* Problem to work on *
All records below must be reproduced exactly, although any pictures they contain are to be omitted.

Saved entries:
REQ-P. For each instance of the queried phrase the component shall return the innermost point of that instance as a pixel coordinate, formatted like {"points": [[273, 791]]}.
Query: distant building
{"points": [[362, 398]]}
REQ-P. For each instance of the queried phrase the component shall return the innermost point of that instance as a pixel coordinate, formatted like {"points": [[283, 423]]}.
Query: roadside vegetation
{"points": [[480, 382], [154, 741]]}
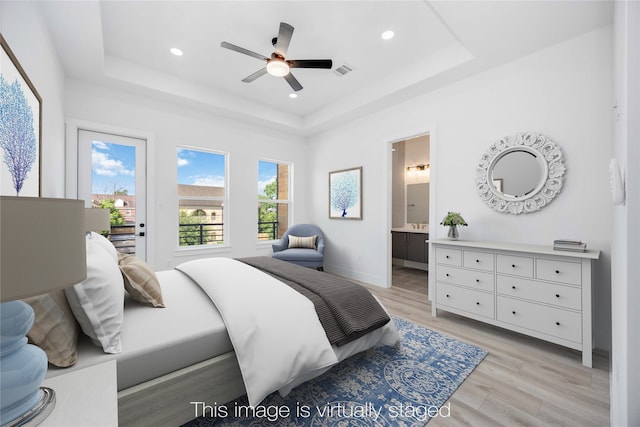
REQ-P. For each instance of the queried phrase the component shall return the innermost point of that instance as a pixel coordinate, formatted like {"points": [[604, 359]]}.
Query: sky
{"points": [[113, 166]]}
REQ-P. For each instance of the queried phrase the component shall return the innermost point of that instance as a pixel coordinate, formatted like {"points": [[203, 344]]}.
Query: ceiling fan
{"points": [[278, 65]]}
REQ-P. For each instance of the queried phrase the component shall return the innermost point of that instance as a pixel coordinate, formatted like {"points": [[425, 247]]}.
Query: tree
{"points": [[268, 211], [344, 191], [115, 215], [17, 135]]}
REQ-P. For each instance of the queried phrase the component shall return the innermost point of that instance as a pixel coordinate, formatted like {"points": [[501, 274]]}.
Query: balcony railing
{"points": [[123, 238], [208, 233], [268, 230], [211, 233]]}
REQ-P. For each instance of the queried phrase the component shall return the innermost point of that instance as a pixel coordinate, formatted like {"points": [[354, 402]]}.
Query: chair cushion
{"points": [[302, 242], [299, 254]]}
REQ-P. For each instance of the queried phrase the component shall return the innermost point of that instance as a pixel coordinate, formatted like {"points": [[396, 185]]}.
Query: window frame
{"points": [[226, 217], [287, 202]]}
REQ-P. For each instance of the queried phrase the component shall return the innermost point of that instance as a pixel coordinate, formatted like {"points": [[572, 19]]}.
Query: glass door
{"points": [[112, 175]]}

* Output of the exercise *
REQ-P. For each instance of the queried phrase the component shall return the innermost point of that instance as a pixel coordinate, formatted like {"points": [[273, 791]]}.
Query: distant building
{"points": [[362, 398]]}
REQ-P. For each instance of the queried phrase the component shall return the innermost point of that instance as a pixel coordinate, formatted like {"points": [[283, 423]]}.
Query: roadside vegetation
{"points": [[480, 382], [154, 741]]}
REQ-P. For each instance of the queried phrase the component shall return the innermost point of that instance as a pixel coordinate, formatted like {"points": [[604, 359]]}.
Query: sky
{"points": [[113, 166]]}
REQ-P. For each instance of the queried phrase the component shall return the innermost point of that instance as a pixel coordinate, formatted like {"points": [[203, 344]]}.
Query: ceiling fan
{"points": [[278, 65]]}
REQ-P. For each instance of the queried phrase the component shall return the innermost point of that instance as a pixel coordinate, formatted like {"points": [[425, 247]]}.
Query: tree
{"points": [[268, 211], [344, 191], [115, 215], [17, 135]]}
REQ-P. For each instance of the queried phrase the component shall return the innermost point of that instance as a pixel coordinate, formatted like {"points": [[501, 274]]}.
Query: balcony railing
{"points": [[123, 238], [208, 233], [268, 230], [211, 233]]}
REQ-P. For each instance of the queried phrase the component shall return the innermost point of that instance as a pixel coordinate, formatted like {"points": [[354, 402]]}.
Query: chair cushion
{"points": [[302, 242], [299, 254]]}
REQ-P. For each instance of the queried phrase the component shall return the innermost point of that instance as a pixel coordinate, formatted like {"points": [[396, 185]]}.
Query: window frame
{"points": [[226, 217], [287, 202]]}
REQ-P. For each instance of the queried phrase the component shall return the innermost point of that instance as a pixel coordinate, formatted like {"points": [[572, 19]]}.
Query: glass door
{"points": [[112, 175]]}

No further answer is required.